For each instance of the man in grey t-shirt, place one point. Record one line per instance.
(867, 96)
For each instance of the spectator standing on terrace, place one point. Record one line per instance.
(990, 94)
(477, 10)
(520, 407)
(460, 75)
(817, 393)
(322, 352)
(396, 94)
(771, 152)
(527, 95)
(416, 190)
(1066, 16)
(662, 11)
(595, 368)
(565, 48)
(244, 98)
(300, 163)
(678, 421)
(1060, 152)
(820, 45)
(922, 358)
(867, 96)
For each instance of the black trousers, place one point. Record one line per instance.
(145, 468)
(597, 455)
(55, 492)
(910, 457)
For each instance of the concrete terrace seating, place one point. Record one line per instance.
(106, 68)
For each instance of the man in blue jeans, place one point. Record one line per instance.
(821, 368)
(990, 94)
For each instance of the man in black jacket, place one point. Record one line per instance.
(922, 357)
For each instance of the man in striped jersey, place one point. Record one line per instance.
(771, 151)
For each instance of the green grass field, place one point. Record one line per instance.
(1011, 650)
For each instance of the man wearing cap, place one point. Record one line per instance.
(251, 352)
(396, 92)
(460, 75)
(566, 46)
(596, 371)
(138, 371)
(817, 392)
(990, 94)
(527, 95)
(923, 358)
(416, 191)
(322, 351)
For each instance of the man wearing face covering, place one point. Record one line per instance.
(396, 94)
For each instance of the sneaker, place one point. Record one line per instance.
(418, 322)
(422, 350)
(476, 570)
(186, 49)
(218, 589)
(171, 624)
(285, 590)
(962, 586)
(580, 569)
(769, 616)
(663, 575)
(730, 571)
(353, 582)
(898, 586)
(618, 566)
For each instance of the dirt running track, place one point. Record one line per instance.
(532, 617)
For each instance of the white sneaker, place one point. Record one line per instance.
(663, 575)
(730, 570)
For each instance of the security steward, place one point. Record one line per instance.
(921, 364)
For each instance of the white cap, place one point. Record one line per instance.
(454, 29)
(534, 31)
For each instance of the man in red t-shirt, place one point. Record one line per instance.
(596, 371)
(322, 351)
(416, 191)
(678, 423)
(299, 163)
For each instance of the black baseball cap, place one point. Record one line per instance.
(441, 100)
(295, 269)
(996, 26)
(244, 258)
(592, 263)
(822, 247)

====================

Do this:
Please render the listing above as a two-column CSV headed text and answer. Give it one row for each line beginning "For each instance of", put that line in text and every coordinate pair after it in answer, quote each field, and turn any line breaks within a field into spaces.

Exercise response:
text,answer
"For each instance of the man in grey t-shirt, place one point. Record one line per instance.","(867, 96)"
"For each instance of the spectator standing on terrace, place one point. Record one line per instance.","(990, 94) (477, 10) (520, 407) (460, 75) (817, 393) (322, 352) (396, 94) (771, 152) (527, 95) (416, 190) (1066, 16) (662, 11) (595, 368) (565, 48) (244, 98) (300, 163) (678, 421) (1060, 152) (820, 45) (922, 358) (867, 96)"
"For each instance of the black trousers, place one point. Record one line per instance.","(145, 468) (597, 455) (55, 492) (910, 457)"
"For each instance of the concrete terrace seating, place one point. Record one line per instance.","(106, 68)"
"For each instance of the man in blue jeans, place one point. Record one line per instance.","(821, 368) (990, 94)"
"For each instance of the man in black jacket, place one point. Record one line per instance.","(922, 357)"
"For each instance of the man in striped jersey, place one point. Record one line per instance.","(771, 151)"
"For each instance of the green grass field, place one point. Record one line per instance.","(1011, 650)"
"For each instance of the man wearing cap, place one point. Record one line per instance.","(251, 352) (396, 92) (460, 75) (566, 46) (596, 371) (138, 371) (817, 392) (990, 94) (527, 95) (923, 358) (416, 191) (322, 351)"
"For each instance of the man wearing face covering, place one point. Record one line per instance.","(396, 94)"
"For each instance of the sneaker, place one point. Record one line per instance.","(418, 322) (422, 350) (476, 570) (186, 49) (218, 589) (171, 624) (285, 590) (962, 586) (580, 569) (769, 616) (663, 575) (730, 571) (353, 582) (898, 586) (618, 566)"
"For each instance of the dirt running track, place one point. Record one line per instance.","(532, 617)"
"For each instance of the white sneaker, place one point. Record one line per instance.","(663, 575) (730, 570)"
"For each instance of the security steward, place one point. Record one line per instance.","(921, 364)"
"For each instance of the white cap, place one point. Record one line per instance.","(454, 29) (534, 31)"
"For each instance of the man in red t-shirt, place one point. Record one line per instance.","(596, 371) (322, 351) (416, 191) (678, 423) (299, 163)"
"For each instance of the black baseball cap, place one point. Record one line per instance.","(441, 100) (295, 269) (996, 26) (244, 258) (592, 263) (822, 247)"